WHAT YOU NEED TO DO -
When you reach the line that holds "Labeling rule: each instance of the beige trousers", start copying exactly and keep going through the final line of the data, leaving out pictures.

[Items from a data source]
■ ■ ■ ■ ■ ■ ■
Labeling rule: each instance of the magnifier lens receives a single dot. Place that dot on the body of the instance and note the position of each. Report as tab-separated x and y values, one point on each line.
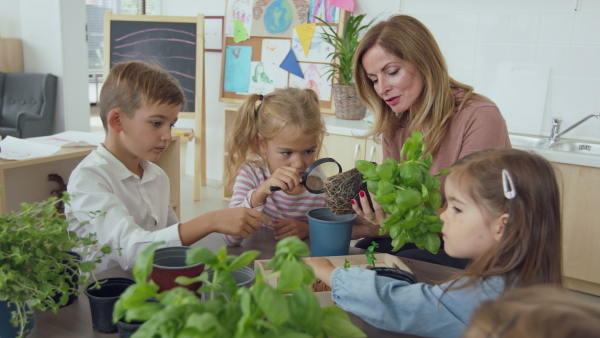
318	177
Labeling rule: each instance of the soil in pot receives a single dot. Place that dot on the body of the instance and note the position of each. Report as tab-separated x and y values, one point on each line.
102	302
73	271
244	277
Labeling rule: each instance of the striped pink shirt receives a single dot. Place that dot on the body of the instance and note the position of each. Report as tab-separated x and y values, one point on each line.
279	205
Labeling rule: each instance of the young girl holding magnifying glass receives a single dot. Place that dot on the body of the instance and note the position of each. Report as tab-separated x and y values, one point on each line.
276	137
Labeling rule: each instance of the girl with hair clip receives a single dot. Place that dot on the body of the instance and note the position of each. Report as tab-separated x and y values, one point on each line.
503	214
275	138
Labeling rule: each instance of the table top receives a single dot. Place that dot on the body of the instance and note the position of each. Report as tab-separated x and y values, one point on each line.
75	320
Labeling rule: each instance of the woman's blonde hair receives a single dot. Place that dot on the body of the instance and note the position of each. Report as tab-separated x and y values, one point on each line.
408	39
535	312
295	110
530	250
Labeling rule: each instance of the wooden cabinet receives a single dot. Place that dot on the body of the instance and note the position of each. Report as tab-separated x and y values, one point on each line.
26	181
347	150
580	187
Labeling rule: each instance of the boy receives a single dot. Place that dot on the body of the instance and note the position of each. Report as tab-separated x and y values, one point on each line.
139	104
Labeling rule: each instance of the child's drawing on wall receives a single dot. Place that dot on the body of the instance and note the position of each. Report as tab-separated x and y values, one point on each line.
260	81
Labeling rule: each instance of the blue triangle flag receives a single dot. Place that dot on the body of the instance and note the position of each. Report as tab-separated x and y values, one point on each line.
290	64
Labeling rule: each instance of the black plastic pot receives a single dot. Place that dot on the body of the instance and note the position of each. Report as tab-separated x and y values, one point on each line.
102	302
395	273
6	328
126	330
74	271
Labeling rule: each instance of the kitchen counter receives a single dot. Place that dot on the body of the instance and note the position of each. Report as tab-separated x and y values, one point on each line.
360	127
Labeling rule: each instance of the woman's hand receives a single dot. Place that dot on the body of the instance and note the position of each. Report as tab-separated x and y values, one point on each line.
323	268
375	216
290	227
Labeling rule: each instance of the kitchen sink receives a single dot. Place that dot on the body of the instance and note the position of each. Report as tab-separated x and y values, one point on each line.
541	142
528	141
577	147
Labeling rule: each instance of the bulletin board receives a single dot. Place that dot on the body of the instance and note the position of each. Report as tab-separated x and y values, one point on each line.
252	66
176	44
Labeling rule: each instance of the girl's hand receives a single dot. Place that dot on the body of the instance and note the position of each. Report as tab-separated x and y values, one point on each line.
290	227
375	216
286	178
323	268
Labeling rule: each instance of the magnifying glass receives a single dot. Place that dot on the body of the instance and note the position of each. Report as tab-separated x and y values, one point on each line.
317	174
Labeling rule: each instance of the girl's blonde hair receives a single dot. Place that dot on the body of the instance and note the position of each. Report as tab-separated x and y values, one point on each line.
408	39
530	250
295	110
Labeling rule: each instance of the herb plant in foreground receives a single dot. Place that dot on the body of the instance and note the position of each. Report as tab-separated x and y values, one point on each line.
33	265
409	193
290	310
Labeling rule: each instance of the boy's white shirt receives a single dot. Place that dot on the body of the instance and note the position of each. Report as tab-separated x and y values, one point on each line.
138	211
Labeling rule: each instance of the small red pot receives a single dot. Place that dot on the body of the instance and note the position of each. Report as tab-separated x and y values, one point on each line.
169	263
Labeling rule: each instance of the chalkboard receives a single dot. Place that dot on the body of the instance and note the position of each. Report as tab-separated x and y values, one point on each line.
176	43
170	42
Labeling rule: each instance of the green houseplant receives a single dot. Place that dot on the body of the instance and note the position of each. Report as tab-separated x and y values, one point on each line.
34	267
289	310
409	193
348	105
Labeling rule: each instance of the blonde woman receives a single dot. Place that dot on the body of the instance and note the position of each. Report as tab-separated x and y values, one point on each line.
401	75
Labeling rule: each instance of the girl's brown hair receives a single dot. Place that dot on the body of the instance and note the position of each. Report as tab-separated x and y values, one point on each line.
408	39
295	109
129	85
530	250
535	312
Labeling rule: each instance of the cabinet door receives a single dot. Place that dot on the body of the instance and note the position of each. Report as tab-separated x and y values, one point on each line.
344	149
373	151
580	187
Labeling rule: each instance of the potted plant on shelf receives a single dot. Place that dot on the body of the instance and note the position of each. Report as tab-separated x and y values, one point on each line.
36	268
290	309
348	105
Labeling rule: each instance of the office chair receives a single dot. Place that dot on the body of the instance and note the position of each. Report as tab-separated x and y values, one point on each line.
27	104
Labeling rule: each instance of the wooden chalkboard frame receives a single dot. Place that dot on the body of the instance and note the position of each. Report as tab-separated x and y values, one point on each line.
199	113
255	42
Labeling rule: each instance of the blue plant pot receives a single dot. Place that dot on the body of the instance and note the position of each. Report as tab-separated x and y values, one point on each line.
329	234
7	330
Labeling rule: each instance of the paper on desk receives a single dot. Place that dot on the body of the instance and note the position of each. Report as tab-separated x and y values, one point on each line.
72	139
12	148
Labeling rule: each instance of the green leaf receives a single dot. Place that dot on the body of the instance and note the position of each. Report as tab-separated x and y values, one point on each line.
143	263
272	303
243	260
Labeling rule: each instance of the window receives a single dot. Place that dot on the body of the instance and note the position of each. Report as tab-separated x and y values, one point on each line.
95	33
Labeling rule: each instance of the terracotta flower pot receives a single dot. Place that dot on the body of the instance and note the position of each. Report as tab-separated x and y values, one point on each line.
169	263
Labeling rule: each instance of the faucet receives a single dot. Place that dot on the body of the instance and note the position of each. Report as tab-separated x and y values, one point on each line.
555	133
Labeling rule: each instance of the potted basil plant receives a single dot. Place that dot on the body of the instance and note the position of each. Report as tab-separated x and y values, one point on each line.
289	310
36	268
348	105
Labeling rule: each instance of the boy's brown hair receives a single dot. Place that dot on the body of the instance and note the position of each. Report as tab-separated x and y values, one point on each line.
130	85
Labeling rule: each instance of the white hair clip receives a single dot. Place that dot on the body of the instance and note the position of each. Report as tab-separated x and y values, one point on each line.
509	187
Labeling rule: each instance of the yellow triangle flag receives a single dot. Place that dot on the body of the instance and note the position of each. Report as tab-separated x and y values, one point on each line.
305	34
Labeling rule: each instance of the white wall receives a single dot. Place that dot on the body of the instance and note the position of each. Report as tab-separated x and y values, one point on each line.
475	37
53	34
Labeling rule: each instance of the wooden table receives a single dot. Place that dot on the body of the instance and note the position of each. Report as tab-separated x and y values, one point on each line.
75	320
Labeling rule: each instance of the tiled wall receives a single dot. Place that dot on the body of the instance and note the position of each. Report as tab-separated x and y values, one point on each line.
476	36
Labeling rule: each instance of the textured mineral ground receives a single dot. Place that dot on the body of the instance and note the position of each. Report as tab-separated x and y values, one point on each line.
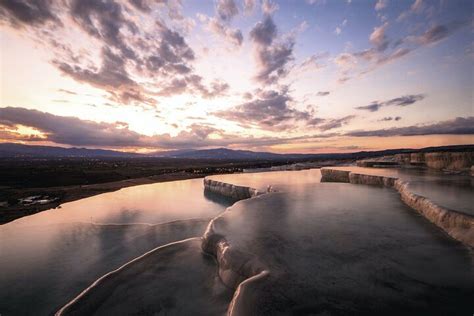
331	241
295	246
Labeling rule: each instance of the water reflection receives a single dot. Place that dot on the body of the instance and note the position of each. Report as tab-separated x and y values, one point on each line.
48	258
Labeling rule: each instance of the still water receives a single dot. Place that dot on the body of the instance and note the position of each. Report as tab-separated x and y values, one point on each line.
48	258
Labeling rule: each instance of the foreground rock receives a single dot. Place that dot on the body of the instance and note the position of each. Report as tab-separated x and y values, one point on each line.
311	252
176	279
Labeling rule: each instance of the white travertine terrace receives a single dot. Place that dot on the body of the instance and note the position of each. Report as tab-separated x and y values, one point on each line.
458	225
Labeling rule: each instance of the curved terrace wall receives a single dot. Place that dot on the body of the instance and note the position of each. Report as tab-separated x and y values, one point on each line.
458	225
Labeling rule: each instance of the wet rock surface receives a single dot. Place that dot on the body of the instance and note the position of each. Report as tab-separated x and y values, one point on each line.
177	279
357	254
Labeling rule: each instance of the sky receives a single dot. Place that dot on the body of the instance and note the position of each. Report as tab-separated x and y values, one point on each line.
295	76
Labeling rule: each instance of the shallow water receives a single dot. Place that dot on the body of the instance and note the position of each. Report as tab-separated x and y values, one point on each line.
48	258
342	249
276	179
452	191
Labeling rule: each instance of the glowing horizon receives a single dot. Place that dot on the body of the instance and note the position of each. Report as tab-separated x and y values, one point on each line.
282	76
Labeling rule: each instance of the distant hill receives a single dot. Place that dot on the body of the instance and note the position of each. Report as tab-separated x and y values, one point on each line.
228	154
20	150
11	150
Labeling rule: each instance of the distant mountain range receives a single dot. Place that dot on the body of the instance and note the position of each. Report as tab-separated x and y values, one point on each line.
12	150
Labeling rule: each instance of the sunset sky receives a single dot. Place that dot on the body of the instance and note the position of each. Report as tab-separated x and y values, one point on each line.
281	76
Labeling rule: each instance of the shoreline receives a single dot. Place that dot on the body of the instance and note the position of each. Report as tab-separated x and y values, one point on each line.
65	194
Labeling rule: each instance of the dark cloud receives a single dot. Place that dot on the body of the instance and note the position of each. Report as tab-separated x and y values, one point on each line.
156	54
27	11
439	32
112	77
231	35
373	107
401	101
272	57
194	84
249	5
104	20
263	33
335	123
67	91
322	93
70	130
405	100
313	62
270	111
144	5
226	9
390	118
76	132
457	126
383	52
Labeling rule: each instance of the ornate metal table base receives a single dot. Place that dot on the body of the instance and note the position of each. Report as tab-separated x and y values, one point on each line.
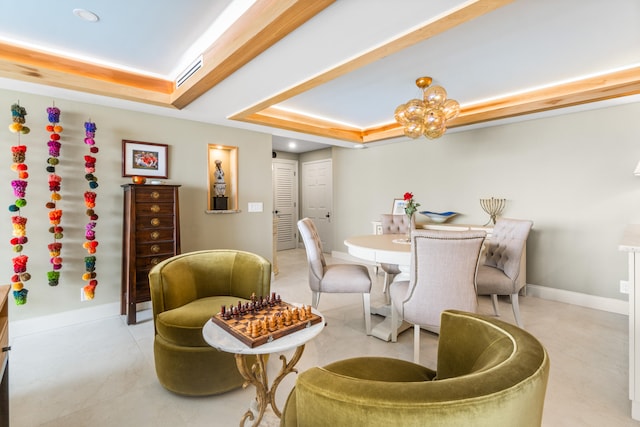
256	374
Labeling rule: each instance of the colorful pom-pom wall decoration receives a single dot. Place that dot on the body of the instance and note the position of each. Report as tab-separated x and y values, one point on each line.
55	215
18	221
90	243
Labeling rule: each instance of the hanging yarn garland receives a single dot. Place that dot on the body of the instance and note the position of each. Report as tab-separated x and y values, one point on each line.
90	202
18	221
55	215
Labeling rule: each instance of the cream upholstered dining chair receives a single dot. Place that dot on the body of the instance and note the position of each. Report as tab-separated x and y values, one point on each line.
392	224
443	277
333	278
499	274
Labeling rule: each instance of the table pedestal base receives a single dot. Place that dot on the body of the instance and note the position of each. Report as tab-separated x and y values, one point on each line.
383	329
256	374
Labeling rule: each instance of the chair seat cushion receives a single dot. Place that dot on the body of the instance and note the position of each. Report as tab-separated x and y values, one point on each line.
390	268
182	326
346	278
491	280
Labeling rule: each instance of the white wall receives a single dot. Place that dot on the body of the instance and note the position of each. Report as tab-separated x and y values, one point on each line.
187	142
571	174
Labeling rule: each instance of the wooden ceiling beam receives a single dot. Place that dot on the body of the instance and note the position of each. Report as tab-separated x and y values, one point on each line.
39	67
263	25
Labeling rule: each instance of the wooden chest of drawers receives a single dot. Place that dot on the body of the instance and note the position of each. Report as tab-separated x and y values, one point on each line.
151	233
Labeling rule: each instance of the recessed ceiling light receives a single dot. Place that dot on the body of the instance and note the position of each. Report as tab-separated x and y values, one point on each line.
86	15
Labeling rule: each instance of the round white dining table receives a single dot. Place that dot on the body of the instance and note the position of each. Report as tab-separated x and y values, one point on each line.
379	248
383	248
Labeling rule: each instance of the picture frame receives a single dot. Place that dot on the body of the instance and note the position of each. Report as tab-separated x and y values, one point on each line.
146	159
398	207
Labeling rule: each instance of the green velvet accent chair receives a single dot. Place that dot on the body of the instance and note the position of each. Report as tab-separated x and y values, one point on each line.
489	373
186	290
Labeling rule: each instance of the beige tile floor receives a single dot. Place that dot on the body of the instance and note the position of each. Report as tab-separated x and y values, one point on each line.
102	373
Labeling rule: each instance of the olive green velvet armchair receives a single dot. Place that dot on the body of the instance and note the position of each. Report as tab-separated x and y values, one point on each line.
489	373
186	290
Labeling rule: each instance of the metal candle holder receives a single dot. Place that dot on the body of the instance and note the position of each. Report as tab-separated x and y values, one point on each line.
493	207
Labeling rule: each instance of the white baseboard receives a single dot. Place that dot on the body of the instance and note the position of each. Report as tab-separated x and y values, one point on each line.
544	292
576	298
19	328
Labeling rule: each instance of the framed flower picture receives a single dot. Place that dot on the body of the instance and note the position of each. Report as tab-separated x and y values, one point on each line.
398	206
144	159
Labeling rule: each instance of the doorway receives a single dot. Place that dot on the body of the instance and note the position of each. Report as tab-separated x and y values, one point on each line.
285	201
317	198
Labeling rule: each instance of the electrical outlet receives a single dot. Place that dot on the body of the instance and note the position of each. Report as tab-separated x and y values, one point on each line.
624	287
255	207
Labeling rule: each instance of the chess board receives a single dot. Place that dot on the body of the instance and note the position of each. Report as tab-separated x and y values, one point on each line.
240	325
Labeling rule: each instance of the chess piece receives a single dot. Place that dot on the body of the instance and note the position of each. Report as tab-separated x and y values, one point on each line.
255	329
287	317
279	320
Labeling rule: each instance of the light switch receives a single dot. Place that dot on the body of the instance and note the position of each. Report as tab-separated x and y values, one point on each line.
255	207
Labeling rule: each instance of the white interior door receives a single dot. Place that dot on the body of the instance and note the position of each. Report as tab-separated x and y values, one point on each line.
285	201
317	198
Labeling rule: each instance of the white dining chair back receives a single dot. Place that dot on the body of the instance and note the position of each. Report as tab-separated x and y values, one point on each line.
333	278
442	277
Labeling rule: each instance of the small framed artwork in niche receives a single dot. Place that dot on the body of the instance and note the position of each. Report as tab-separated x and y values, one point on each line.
144	159
223	178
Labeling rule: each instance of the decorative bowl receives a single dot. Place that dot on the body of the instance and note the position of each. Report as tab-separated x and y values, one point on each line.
439	216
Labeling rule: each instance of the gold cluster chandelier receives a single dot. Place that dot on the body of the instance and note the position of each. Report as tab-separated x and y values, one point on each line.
427	116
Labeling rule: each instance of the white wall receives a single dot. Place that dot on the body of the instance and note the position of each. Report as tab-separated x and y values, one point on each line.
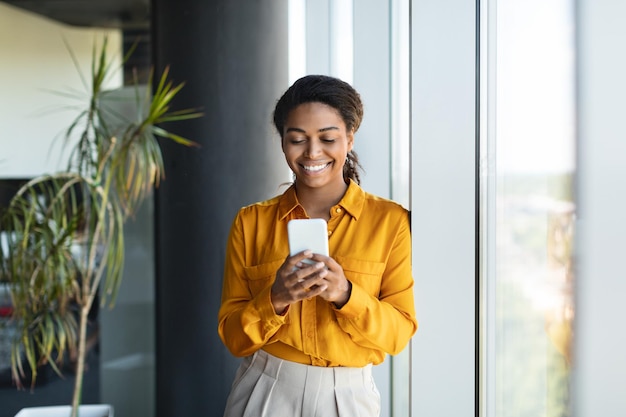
443	186
35	62
599	360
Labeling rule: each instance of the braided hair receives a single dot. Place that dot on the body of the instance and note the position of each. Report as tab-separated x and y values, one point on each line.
333	92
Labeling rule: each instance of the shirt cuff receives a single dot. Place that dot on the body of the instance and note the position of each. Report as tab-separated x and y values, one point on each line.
356	305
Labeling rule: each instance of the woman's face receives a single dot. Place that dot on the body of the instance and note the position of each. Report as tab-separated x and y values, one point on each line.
315	143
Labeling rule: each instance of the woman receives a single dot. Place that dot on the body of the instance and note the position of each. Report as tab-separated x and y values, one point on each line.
310	333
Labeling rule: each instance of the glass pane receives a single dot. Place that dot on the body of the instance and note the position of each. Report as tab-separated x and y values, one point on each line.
527	230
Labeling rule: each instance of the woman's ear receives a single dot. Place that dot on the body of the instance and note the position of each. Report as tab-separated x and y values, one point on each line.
350	137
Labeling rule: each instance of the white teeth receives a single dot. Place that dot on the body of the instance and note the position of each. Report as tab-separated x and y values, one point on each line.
315	168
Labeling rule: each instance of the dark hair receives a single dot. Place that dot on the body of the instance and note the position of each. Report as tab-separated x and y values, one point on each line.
333	92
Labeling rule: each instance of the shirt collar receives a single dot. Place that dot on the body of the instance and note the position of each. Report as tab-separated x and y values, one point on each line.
352	201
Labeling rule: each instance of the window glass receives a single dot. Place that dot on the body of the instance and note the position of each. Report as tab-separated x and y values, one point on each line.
527	206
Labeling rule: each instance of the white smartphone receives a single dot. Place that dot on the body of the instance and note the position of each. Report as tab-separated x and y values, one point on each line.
308	234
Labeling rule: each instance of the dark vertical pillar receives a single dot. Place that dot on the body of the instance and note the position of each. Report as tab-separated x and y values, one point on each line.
232	54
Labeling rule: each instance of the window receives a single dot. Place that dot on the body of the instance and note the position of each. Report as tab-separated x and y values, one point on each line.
527	142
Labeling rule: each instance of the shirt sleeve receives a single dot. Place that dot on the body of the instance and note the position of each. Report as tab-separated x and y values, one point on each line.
246	323
387	322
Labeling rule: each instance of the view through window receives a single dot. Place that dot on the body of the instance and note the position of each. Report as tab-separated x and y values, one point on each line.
527	207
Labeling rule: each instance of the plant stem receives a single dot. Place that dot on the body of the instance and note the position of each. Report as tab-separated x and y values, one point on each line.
80	363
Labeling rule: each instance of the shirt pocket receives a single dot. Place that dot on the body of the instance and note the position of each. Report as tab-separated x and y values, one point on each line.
262	275
366	274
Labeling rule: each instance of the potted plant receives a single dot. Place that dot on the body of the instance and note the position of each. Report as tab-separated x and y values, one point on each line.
62	243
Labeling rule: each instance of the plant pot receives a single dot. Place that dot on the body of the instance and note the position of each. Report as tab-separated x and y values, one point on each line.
95	410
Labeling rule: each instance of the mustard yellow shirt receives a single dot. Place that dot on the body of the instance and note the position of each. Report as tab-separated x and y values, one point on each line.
368	236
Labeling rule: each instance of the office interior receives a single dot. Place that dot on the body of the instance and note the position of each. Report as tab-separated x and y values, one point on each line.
496	122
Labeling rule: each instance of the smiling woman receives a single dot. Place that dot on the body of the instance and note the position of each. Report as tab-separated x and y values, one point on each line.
316	329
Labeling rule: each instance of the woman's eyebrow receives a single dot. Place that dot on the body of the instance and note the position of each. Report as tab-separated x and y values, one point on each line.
297	129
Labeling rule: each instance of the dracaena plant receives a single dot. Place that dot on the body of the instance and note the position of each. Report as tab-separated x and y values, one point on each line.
63	233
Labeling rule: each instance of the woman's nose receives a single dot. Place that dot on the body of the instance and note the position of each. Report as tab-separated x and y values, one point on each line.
312	149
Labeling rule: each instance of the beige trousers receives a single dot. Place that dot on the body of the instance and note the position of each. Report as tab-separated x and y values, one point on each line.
268	386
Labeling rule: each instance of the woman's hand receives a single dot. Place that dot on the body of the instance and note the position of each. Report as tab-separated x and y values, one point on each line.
297	280
337	287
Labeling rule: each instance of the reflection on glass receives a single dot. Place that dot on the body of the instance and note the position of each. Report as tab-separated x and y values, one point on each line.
527	194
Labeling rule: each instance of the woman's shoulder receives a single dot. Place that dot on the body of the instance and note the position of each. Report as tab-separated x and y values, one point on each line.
261	205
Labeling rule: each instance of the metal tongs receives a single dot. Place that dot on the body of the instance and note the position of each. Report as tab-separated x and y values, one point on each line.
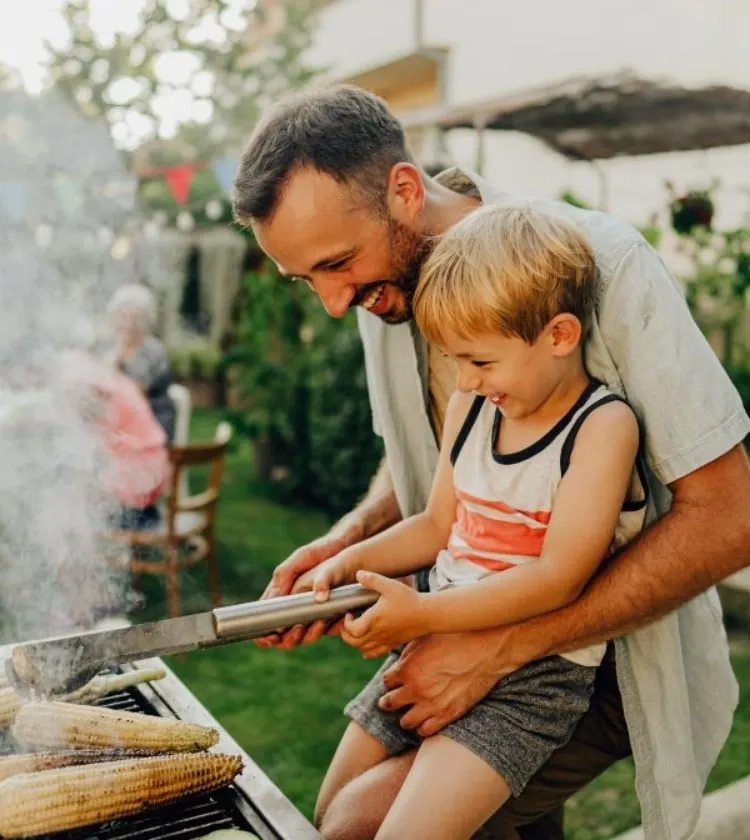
■ ■ ■ ■ ■ ■ ■
COMPLETED TASK -
Labeling rule: each instance of the beige trousers receives a single dot. Place that dot on the body of the instance and note the position of each. Report as tab-separated x and y values, one point on each line.
268	386
Labeling rule: each instance of the woman's hand receives a single dot. Place that dot on the body of the instance and note the position of each. Report as tab-separated x and y values, one point on each line.
297	280
337	287
Labeling rule: each instance of the reflection on glass receives a single dot. Place that dot on the body of the instance and note the position of each. Report as tab-separated x and y values, one point on each line.
527	194
Labeling rule: each instance of the woman's shoulder receives a single dot. Place that dot on the body of the instance and note the position of each. Report as tab-separated x and y values, one point on each line.
261	205
Labeling rule: each instance of the metal tongs receives a single dot. Place that dot on the body of the instance and note the position of each. Report as tab-separated x and y values, one point on each line.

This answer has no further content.